━━━ Document
Just be thankful you didn't find a featherless baby.  We DO love pictures, so if you can post some, we'll love that.


----------



## grgsbuny (Nov 25, 2008)

Our son is 21 and the younger of five boys so over the years they have brought me almost everything including a seagul and a nest of five wingless robins.I had to get special permision to take care of them even though nobody wanted to bother with them ,But I find each animal has its own set of rules.Man that was before internet !
Will try to keep you all posted and will post a picture in a day or two.
Thanks again...


----------



## Birdmom4ever (Jan 14, 2003)

It sounds like you have lots of experience taking care of foundlings and I think you'll find this young pigeon relatively easy to care for. It also sounds like you have a really nice family. My kids are like that, too--bringing me hapless babies or injured birds. I'm sure this young pigeon came to the right place. They have a way of going to people who are able to help them.  Best of luck with him. 

-Cathy


----------



## grgsbuny (Nov 25, 2008)

Hi,posted pictures in my album of 'pidge" as everyone seems to be calling the little one.Made it through the night and left me a nice present on my lap this morning. Isnt really walking around but instead is using its wings to help move foward.Does have a good grip in the one foot but not so much in the other. Vet says to watch him it may just be from the fall,didnt seem concerned but said to call in a couple of days if there is no improvement.


----------



## Charis (Feb 11, 2007)
━━━━━━
━━━ Stored rows
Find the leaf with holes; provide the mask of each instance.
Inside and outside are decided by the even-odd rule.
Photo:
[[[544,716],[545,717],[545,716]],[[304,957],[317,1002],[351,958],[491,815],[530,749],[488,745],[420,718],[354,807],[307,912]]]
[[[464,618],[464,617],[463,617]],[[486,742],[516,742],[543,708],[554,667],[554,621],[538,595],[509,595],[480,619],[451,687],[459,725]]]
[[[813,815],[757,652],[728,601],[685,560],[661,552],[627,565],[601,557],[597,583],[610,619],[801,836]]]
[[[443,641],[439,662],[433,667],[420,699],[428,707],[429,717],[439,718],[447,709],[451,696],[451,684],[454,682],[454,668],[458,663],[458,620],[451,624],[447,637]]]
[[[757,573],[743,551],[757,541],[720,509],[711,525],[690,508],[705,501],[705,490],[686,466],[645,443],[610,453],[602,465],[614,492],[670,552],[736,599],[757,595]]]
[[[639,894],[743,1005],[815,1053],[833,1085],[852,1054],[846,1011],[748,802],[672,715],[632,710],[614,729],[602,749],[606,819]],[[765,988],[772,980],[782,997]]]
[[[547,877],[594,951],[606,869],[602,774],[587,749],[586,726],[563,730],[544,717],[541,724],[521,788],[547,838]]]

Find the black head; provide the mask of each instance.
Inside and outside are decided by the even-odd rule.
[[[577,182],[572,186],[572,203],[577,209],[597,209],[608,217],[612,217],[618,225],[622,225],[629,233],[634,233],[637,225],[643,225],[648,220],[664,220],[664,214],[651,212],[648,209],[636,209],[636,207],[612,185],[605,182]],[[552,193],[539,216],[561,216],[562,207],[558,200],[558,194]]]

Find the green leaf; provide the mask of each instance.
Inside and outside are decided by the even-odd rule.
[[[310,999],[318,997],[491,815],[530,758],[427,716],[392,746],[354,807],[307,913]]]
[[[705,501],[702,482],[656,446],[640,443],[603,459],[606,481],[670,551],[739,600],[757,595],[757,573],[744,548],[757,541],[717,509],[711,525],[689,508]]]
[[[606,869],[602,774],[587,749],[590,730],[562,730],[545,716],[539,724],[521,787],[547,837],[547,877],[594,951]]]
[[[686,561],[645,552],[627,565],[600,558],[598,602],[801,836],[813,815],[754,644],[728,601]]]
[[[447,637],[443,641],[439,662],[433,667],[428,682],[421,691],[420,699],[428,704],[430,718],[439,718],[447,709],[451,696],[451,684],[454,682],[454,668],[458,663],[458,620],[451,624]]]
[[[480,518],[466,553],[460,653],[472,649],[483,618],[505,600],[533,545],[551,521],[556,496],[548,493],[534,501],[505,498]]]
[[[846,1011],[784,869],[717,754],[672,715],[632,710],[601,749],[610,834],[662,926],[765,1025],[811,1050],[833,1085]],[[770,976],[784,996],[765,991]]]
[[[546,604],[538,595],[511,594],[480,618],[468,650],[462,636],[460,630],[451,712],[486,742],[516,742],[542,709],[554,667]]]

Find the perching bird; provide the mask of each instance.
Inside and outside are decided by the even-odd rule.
━━━━━━
Directions. Render this sentence from the pigeon thread in Spanish: "It also sounds like you have a really nice family." The listing has no connection to the pigeon thread.

Result below. También parece que tienes una familia muy linda.